▸ **Description of the task**: Output the whole listing below exactly, omitting the images.
--- START ---
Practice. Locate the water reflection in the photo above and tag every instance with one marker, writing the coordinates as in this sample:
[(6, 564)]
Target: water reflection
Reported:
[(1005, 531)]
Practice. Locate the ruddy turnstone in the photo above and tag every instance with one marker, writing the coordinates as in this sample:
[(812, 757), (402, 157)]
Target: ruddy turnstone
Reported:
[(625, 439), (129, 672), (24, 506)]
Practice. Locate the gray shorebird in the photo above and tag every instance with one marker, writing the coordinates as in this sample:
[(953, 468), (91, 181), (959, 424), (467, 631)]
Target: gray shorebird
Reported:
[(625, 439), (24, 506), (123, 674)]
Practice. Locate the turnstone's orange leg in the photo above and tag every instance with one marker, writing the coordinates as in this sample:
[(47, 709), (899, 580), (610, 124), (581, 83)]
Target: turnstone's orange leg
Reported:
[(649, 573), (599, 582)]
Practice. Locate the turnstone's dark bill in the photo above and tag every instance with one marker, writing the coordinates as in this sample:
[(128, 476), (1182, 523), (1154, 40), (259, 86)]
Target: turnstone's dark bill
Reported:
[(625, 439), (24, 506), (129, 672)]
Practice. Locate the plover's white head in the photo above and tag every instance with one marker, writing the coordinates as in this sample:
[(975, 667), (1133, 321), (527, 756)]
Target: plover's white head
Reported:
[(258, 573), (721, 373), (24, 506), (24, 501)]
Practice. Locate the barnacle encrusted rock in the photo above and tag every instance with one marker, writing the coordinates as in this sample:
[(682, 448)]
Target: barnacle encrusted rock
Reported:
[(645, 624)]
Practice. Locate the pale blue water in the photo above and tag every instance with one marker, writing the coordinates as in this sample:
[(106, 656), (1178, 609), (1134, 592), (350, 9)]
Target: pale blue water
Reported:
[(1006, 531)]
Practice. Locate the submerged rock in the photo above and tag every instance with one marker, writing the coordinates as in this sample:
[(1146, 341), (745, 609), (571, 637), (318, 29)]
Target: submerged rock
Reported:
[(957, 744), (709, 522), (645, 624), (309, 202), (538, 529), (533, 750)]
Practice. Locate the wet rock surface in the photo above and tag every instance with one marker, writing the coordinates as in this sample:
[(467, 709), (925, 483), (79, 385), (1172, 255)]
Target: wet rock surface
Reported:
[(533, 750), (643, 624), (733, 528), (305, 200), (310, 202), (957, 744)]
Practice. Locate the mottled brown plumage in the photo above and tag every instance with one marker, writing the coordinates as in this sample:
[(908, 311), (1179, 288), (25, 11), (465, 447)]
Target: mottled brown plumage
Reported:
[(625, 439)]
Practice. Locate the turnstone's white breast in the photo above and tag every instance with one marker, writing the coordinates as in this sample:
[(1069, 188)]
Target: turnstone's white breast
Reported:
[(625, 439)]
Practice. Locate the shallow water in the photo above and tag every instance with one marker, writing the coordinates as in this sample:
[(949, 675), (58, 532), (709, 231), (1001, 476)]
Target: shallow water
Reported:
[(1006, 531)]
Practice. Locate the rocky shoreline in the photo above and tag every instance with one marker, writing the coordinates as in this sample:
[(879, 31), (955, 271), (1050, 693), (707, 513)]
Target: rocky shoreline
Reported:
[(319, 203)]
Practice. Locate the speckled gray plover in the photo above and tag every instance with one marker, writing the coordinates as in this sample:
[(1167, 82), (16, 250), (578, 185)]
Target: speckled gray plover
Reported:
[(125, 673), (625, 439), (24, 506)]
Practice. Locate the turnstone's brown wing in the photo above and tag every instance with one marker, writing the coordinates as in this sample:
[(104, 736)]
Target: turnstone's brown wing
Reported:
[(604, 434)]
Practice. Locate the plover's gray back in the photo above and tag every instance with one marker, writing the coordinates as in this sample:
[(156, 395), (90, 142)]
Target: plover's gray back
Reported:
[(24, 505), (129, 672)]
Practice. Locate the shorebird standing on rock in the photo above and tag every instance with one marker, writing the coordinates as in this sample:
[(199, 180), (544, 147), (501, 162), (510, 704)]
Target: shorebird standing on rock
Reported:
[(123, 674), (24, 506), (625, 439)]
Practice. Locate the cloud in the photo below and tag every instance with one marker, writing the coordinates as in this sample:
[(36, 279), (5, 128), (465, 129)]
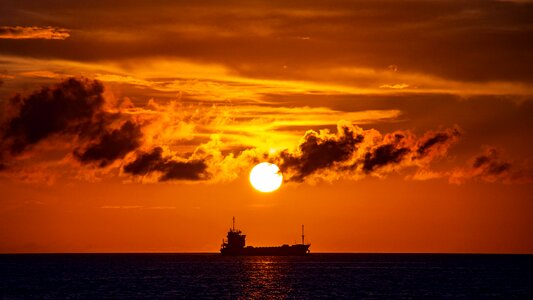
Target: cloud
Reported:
[(70, 107), (320, 151), (112, 145), (74, 109), (169, 169), (489, 166), (354, 152), (33, 32)]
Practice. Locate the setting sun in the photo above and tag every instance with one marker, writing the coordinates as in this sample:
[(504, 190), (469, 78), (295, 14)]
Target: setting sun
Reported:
[(266, 177)]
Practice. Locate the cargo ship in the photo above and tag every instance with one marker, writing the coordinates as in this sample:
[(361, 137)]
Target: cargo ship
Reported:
[(235, 244)]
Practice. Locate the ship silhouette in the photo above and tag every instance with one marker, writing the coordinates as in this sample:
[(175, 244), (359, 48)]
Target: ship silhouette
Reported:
[(235, 244)]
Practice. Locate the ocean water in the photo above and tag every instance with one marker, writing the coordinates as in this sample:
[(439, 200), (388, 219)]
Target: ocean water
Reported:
[(197, 276)]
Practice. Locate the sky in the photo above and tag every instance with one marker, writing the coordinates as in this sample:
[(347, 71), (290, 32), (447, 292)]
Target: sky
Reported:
[(398, 126)]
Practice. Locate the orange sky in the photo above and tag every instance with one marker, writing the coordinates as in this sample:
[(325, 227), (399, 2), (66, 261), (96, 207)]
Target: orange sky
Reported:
[(399, 126)]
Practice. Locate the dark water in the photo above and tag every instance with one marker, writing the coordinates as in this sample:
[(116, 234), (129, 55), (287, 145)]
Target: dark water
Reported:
[(360, 276)]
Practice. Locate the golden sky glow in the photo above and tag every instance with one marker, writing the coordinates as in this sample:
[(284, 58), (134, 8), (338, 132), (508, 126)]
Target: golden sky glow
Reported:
[(399, 126)]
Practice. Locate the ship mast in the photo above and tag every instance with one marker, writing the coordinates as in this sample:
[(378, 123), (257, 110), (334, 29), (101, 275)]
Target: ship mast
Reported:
[(303, 234)]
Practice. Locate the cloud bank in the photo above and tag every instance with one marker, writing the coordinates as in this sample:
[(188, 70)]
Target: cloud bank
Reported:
[(147, 145), (33, 32)]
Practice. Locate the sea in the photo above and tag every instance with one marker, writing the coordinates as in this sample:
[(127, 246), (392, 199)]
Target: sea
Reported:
[(315, 276)]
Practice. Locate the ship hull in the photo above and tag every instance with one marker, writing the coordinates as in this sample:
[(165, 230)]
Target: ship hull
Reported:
[(267, 251)]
--- END ---
▸ **Solution to this exercise**:
Practice. Locate the water reflection in the photo above and tag every instance with one marker, writing the coordinates as in this sample:
[(6, 564)]
Target: water reflection
Reported:
[(1005, 531)]
Practice. Locate the ruddy turnstone in the photo above and tag every instance with one marker, writing the coordinates as in this sample:
[(812, 757), (402, 157)]
Target: ruddy turnstone
Reported:
[(625, 439), (129, 672), (24, 506)]
Practice. Locate the gray shorebird in the photo above and tag every instance with one marker, writing the coordinates as in this sample:
[(953, 468), (91, 181), (959, 424), (467, 631)]
Target: gray shorebird
Reported:
[(625, 439), (24, 506), (123, 674)]
Practice. Locate the turnstone's orange leg in the photo above and tag every instance with one marker, writing the coordinates as in this sample:
[(47, 709), (899, 580), (610, 124), (581, 83)]
Target: turnstone's orange leg
Reported:
[(649, 573), (599, 582)]
Practice. Locate the turnstone's dark bill in the photo above and tag every instance with one marker, writing the coordinates as in this sample:
[(128, 476), (1182, 523), (1154, 40), (259, 86)]
Target: turnstone's dark bill
Reported:
[(625, 439), (24, 506), (129, 672)]
Practice. Locate the plover's white head in the photo above and tag every instance with one marker, writing the coordinates as in this sample:
[(975, 667), (1133, 321), (527, 756)]
Target: plover's white head
Reported:
[(258, 573), (721, 373), (24, 506), (24, 501)]
Practice. Locate the barnacle encrusted rock in the photo above and tag every instance with one marker, writing the coordinates as in this sample:
[(682, 448)]
Target: barnacle encrusted rock
Reported:
[(645, 624)]
Practice. Locate the pale blue water in the photo above and tag every instance with one marker, writing the coordinates as in this sample:
[(106, 656), (1178, 609), (1134, 592), (350, 9)]
Target: pale blue water
Reported:
[(1006, 531)]
Practice. Locate the submerged rock in the photo above and tag every instance with one marker, writing the coordinates as in this sample:
[(1146, 341), (745, 609), (571, 637), (318, 29)]
Target: submerged rock
Reported:
[(957, 744), (709, 522), (645, 624), (309, 202), (538, 529), (533, 750)]
Practice. Locate the wet rock surface in the photo above and tag every instance with one marker, writing the coordinates as in this sample:
[(467, 709), (925, 483), (79, 385), (1172, 255)]
Target: wet rock surface
Reported:
[(533, 750), (643, 624), (733, 528), (305, 200), (310, 202), (957, 744)]
Practice. Locate the mottled brown plumage in the photo above and tag every instance with one marker, writing the coordinates as in this sample:
[(908, 311), (1179, 288), (25, 11), (465, 447)]
Target: mottled brown plumage
Reported:
[(625, 439)]
Practice. Locate the turnstone's white breast in the photo above and tag every instance with one marker, writing the coordinates as in this sample:
[(1069, 188)]
Target: turnstone's white breast
Reported:
[(625, 439)]
Practice. Locate the shallow water in the photo above and tag every instance with one marker, writing the coordinates as in this sample:
[(949, 675), (58, 532), (709, 231), (1001, 476)]
Target: shallow water
Reported:
[(1006, 531)]
Practice. Locate the rocky shoreline in the photo above and tag every instance with one marker, writing the coordinates as in this sample:
[(879, 31), (955, 271), (1050, 693), (707, 513)]
Target: rocky shoreline
Reported:
[(319, 203)]
Practice. Locate the speckled gray plover in the photo above and tag every instance with one marker, writing the coordinates as in this sample:
[(1167, 82), (16, 250), (578, 185)]
Target: speckled gray plover
Reported:
[(125, 673), (625, 439), (24, 506)]
Practice. Locate the turnstone's brown wing in the photo above and tag every instance with one marker, writing the coordinates as in this sample:
[(104, 736)]
Target: turnstone's brown wing
Reported:
[(604, 434)]
Practice. Locate the plover's gray back in the photo above and tag every instance with one marker, writing the coordinates as in this sample:
[(156, 395), (90, 142)]
Target: plover's gray back
Reported:
[(24, 505), (129, 672)]
Practice. Locate the shorebird standing on rock in the photo above and tag every instance with one marker, writing the coordinates as in this sample:
[(199, 180), (544, 147), (501, 162), (510, 704)]
Target: shorebird standing on rock
Reported:
[(123, 674), (24, 506), (625, 439)]
Practice. Locate the cloud in the photo below and tag every instance with one marker, writing the coordinates as in this sample:
[(36, 279), (5, 128), (465, 129)]
Target: cloud
Reported:
[(70, 107), (320, 151), (112, 145), (74, 109), (169, 169), (489, 166), (354, 152), (33, 32)]
Practice. Locate the setting sun in the photo above and tag every instance with one marker, writing the coordinates as in this sample:
[(504, 190), (469, 78), (295, 14)]
Target: setting sun
Reported:
[(266, 177)]
Practice. Locate the cargo ship in the photo above and tag every instance with one marker, writing the coordinates as in this sample:
[(361, 137)]
Target: cargo ship
Reported:
[(235, 244)]
Practice. Locate the ship silhouette in the photo above and tag every instance with one marker, writing the coordinates as in this sample:
[(175, 244), (359, 48)]
Target: ship silhouette
Reported:
[(235, 244)]
Practice. Locate the ocean water in the photo above and tag every instance with one marker, writing the coordinates as in this sample:
[(439, 200), (388, 219)]
Target: ocean water
Reported:
[(197, 276)]
Practice. Locate the sky in the photo above and tag every instance with one marker, writing the coordinates as in this sample:
[(347, 71), (290, 32), (447, 292)]
Target: sky
Reported:
[(398, 126)]
Practice. Locate the orange sky in the photo above and tag every instance with one marker, writing the coordinates as in this sample:
[(325, 227), (399, 2), (66, 261), (96, 207)]
Target: orange sky
Reported:
[(399, 126)]
Practice. Locate the dark water in the photo above and tag every instance with one marker, writing the coordinates as in this sample:
[(116, 234), (129, 55), (287, 145)]
Target: dark water
Reported:
[(360, 276)]
Practice. Locate the golden sky glow in the photo above and tag every instance with one marker, writing the coordinates as in this sample:
[(284, 58), (134, 8), (338, 132), (508, 126)]
Target: golden sky glow
Reported:
[(399, 126)]
Practice. Locate the ship mast in the photo above and tag every instance with one marker, writing the coordinates as in this sample:
[(378, 123), (257, 110), (334, 29), (101, 275)]
Target: ship mast
Reported:
[(303, 234)]
Practice. Locate the cloud bank in the photo above and tag every instance with one marker, writing the coordinates as in this sample:
[(188, 70)]
Target: cloud bank
Reported:
[(147, 145), (33, 32)]
Practice. Locate the sea in the photo above and tag every instance with one marker, writing the coordinates as in this sample:
[(127, 246), (392, 199)]
Target: sea
Reported:
[(315, 276)]
Practice. Locate the ship hull in the photo above and tag every instance with one marker, writing the coordinates as in this sample:
[(165, 230)]
Target: ship hull
Reported:
[(267, 251)]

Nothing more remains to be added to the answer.